* START DATA FOR THIS TASK *
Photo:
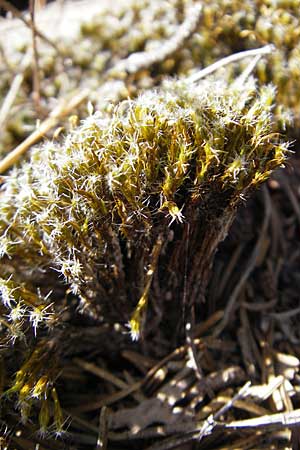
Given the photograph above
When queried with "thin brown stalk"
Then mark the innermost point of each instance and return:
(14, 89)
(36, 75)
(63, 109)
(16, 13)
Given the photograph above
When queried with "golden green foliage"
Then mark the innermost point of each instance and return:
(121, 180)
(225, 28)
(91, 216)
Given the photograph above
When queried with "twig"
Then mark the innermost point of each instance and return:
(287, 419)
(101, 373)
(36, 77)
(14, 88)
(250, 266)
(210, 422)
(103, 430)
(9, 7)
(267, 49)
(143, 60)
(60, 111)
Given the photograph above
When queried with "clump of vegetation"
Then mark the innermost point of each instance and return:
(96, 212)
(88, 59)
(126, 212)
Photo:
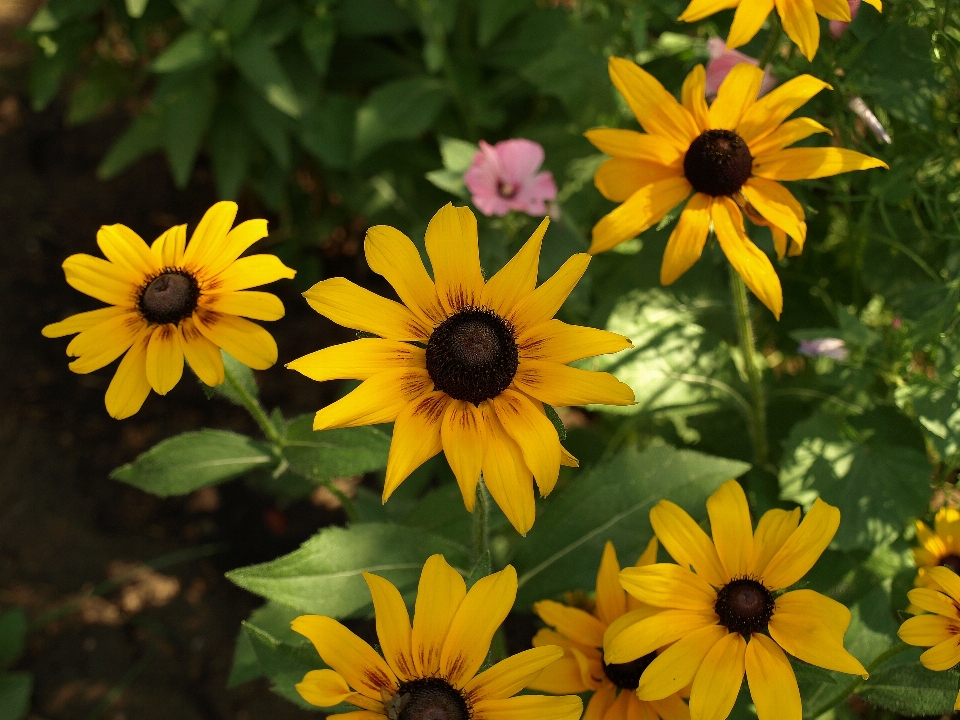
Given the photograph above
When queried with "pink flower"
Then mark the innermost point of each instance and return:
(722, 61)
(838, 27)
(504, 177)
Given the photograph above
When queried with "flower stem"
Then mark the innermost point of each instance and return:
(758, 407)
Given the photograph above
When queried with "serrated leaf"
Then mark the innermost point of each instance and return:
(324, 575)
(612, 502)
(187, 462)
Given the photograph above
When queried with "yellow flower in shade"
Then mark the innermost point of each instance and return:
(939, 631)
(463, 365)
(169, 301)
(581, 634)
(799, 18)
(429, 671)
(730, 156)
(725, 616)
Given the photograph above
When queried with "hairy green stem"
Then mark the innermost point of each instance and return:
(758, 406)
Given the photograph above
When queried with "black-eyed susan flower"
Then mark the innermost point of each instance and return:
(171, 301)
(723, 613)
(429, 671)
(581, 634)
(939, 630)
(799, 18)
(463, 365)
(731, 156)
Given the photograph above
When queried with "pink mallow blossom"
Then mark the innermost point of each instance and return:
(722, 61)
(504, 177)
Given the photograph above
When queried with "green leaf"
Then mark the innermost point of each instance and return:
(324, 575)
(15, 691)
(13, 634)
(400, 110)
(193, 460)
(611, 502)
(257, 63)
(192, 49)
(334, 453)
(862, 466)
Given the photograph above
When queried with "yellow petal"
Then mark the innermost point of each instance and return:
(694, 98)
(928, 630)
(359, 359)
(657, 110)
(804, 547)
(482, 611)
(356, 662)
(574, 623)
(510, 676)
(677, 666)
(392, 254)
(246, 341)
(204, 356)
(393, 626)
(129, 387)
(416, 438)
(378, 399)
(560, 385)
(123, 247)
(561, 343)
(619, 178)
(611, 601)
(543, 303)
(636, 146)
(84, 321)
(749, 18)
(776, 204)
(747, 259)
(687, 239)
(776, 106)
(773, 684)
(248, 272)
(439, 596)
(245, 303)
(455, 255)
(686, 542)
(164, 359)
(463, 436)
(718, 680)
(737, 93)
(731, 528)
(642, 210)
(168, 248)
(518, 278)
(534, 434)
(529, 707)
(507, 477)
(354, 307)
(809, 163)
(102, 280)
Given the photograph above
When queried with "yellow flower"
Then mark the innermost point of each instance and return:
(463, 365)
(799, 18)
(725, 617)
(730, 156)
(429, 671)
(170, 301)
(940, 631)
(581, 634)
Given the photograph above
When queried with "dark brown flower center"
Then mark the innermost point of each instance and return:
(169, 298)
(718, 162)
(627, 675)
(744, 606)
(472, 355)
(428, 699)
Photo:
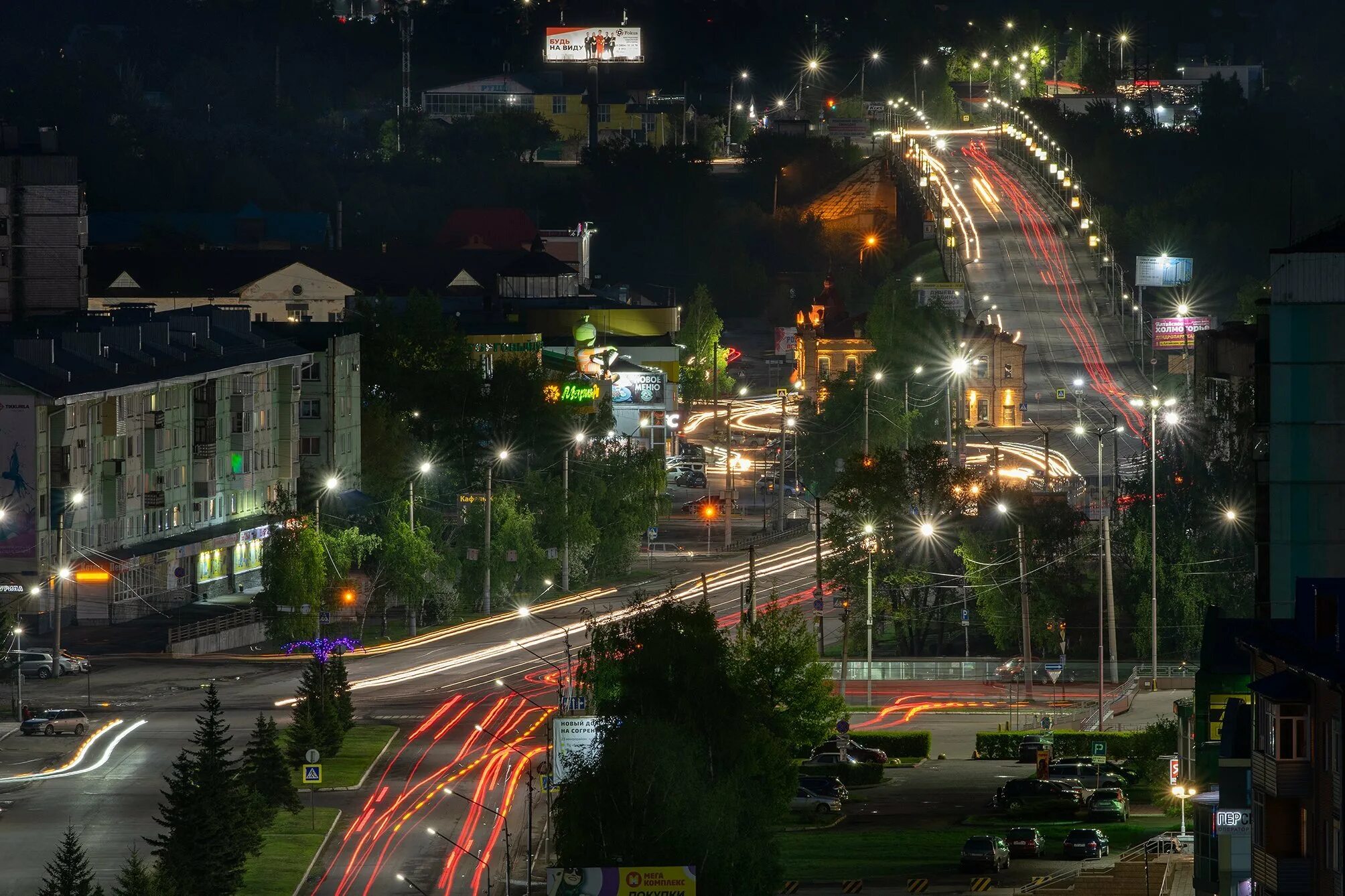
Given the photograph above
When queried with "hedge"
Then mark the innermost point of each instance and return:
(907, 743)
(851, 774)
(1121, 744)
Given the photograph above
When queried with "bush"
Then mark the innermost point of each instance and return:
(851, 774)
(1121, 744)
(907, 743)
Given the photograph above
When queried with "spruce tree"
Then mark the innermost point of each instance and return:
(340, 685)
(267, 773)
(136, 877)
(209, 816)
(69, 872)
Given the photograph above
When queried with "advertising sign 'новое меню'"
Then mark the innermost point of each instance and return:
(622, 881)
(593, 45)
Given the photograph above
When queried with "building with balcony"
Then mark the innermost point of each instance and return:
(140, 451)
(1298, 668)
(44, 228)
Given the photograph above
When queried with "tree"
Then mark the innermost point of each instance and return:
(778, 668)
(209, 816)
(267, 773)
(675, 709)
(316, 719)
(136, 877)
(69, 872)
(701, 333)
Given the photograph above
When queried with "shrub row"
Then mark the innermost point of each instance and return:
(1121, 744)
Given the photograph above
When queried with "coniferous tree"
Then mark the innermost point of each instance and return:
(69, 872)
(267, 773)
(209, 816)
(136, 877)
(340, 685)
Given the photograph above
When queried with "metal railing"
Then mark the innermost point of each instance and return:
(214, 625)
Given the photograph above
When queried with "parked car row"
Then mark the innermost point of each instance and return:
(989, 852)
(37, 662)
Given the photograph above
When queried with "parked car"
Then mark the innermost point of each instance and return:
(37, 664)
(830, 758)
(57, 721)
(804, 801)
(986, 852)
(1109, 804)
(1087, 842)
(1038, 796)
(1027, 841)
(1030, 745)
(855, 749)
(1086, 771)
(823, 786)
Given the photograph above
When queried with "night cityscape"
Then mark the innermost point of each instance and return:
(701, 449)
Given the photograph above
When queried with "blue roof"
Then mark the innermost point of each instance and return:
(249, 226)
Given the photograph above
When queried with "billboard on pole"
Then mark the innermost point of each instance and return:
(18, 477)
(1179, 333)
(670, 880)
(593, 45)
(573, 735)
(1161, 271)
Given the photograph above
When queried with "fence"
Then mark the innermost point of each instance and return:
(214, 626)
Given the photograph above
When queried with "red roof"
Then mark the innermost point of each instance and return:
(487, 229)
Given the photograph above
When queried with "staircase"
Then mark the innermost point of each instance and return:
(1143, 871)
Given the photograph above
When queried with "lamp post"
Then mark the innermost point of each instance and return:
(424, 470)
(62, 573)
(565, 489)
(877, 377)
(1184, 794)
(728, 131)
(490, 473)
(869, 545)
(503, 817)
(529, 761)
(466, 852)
* END DATA FOR THIS TASK *
[TASK GOAL]:
Reproduce the material above verbatim; omit every picture.

[EXPECTED OUTPUT]:
Photo:
Given the photograph above
When queried with "thin brown stalk"
Then mark the innermost point of each instance and return:
(14, 89)
(36, 75)
(63, 109)
(16, 13)
Given the photograph above
When queried with "golden green foliage"
Then mark the innermost point of each instance and return:
(121, 180)
(225, 28)
(91, 216)
Given the photograph above
When queried with "twig"
Then mark the innermost point of each instance and return:
(287, 419)
(101, 373)
(36, 77)
(14, 88)
(250, 266)
(210, 422)
(103, 430)
(9, 7)
(267, 49)
(143, 60)
(60, 111)
Given the photograph above
When queried with "clump of vegetation"
Then mark the innermost point of each instance and return:
(96, 212)
(88, 59)
(126, 212)
Photo:
Given the photograph above
When queried with "pink flower"
Then mark the innermost point of each instance and return:
(722, 61)
(838, 27)
(504, 177)
Given the photograph above
When queried with "flower stem"
Then mark the innermost point of each instance and return:
(758, 407)
Given the photograph above
When queried with "serrated leaf"
Then mark the innermost point of each instance and return:
(324, 575)
(612, 502)
(187, 462)
Given the photograph above
When queried with "yellow flower in shade"
Then mark the innermost point of each instance and return:
(939, 631)
(463, 365)
(169, 301)
(581, 634)
(799, 18)
(429, 671)
(730, 156)
(725, 616)
Given the photograph above
When queried with "hairy green stem"
Then mark the innermost point of each instance and return:
(758, 406)
Given the photograph above
When queried with "black-eyed susan flower"
Then mark the innermost point of each instance and return:
(171, 301)
(723, 613)
(429, 671)
(581, 634)
(939, 630)
(799, 18)
(463, 365)
(731, 156)
Given the photograph above
When queried with "pink mallow blossom"
Then mark the innermost point of each instance and return:
(722, 61)
(504, 177)
Given the photograph above
When queried with "green leaf"
Then mark the innermost point of each instance and return:
(324, 575)
(15, 691)
(13, 634)
(400, 110)
(193, 460)
(611, 502)
(257, 63)
(192, 49)
(334, 453)
(862, 466)
Given the photograph above
When queried with "yellow petal"
Then mark the innermost point of each instance and return:
(694, 98)
(928, 630)
(359, 359)
(657, 110)
(804, 547)
(482, 611)
(356, 662)
(574, 623)
(510, 676)
(677, 666)
(392, 254)
(246, 341)
(204, 356)
(393, 626)
(129, 387)
(416, 438)
(378, 399)
(560, 385)
(123, 247)
(561, 343)
(619, 178)
(611, 601)
(543, 303)
(636, 146)
(84, 321)
(749, 18)
(776, 204)
(747, 259)
(687, 239)
(776, 106)
(773, 684)
(248, 272)
(439, 596)
(245, 303)
(455, 255)
(686, 542)
(164, 359)
(463, 436)
(718, 680)
(737, 93)
(731, 528)
(642, 210)
(168, 248)
(518, 278)
(534, 434)
(529, 707)
(507, 477)
(354, 307)
(809, 163)
(102, 280)
Given the photograph above
When queried with "yellow flower"
Then mark the innermost point of each instance and return:
(463, 365)
(799, 18)
(725, 617)
(730, 156)
(429, 671)
(170, 301)
(940, 631)
(581, 634)
Given the photograph above
When queried with "dark brown flower center"
Then mark the innermost point of each instance and return:
(169, 298)
(718, 162)
(627, 675)
(744, 606)
(472, 355)
(428, 699)
Photo:
Given the photograph above
When queried with "hedge"
Then mark the innermost point of each instance and return:
(907, 743)
(851, 774)
(1121, 744)
Given the photograph above
When queried with "bush"
Then mark the innermost point of each instance and return:
(851, 774)
(1121, 744)
(907, 743)
Given the photograph above
When queried with "spruce tree"
Then mark the innermost point of each instance and return:
(340, 685)
(267, 773)
(136, 877)
(209, 816)
(69, 872)
Given the photograph above
When queried with "advertising sign 'новое меню'"
Then mark the innermost point of each instance and return:
(622, 881)
(593, 45)
Given the photograph above
When queried with "building with balcony"
Then mark the innermost point of each instance and return:
(140, 451)
(1298, 668)
(44, 228)
Given the photograph above
When queried with "tree"
Then mark the innermost point of each instance and return:
(778, 668)
(209, 816)
(267, 773)
(675, 709)
(316, 719)
(136, 877)
(69, 872)
(701, 333)
Given the photograph above
When queried with "shrub row"
Then mark the innermost point of each instance and return:
(1121, 744)
Given the photograph above
When queried with "coniferous tree"
Then mark the innermost point of each instance and return:
(69, 872)
(267, 773)
(209, 816)
(136, 877)
(340, 685)
Given the photograph above
When queried with "metal railing"
Then mark the innermost point of each instance and return:
(214, 625)
Given the photograph above
When queried with "parked car row"
Then mark the innermost point of each instance and return:
(989, 852)
(37, 662)
Given the photograph above
When queried with "parked car"
Then mark the innermost point of each instance and return:
(37, 664)
(830, 758)
(57, 721)
(804, 801)
(986, 852)
(1109, 804)
(1087, 842)
(1038, 796)
(1027, 841)
(1030, 745)
(855, 749)
(1086, 771)
(823, 786)
Given the photograph above
When queried with "night cityscape"
Then mark the innermost point of each instance and return:
(701, 449)
Given the photograph above
When queried with "blue roof"
Then mark the innermost point of each instance and return:
(249, 226)
Given the photograph above
When queried with "billboard on pole"
Then mark the innermost point of each instance and return:
(18, 477)
(1179, 333)
(670, 880)
(593, 45)
(573, 735)
(1161, 271)
Given the photograph above
When queried with "fence"
Then mark the innermost point of each instance and return:
(214, 626)
Given the photograph above
When queried with "red roof"
Then mark the innermost point of each instance and return:
(487, 229)
Given the photograph above
When queried with "staircase"
Then mark the innermost point of each instance and return:
(1143, 871)
Given the photograph above
When queried with "lamp post"
Then mark the innermost point of each instance and return:
(424, 470)
(62, 573)
(565, 489)
(877, 377)
(1184, 794)
(728, 131)
(490, 473)
(869, 545)
(503, 817)
(529, 761)
(466, 852)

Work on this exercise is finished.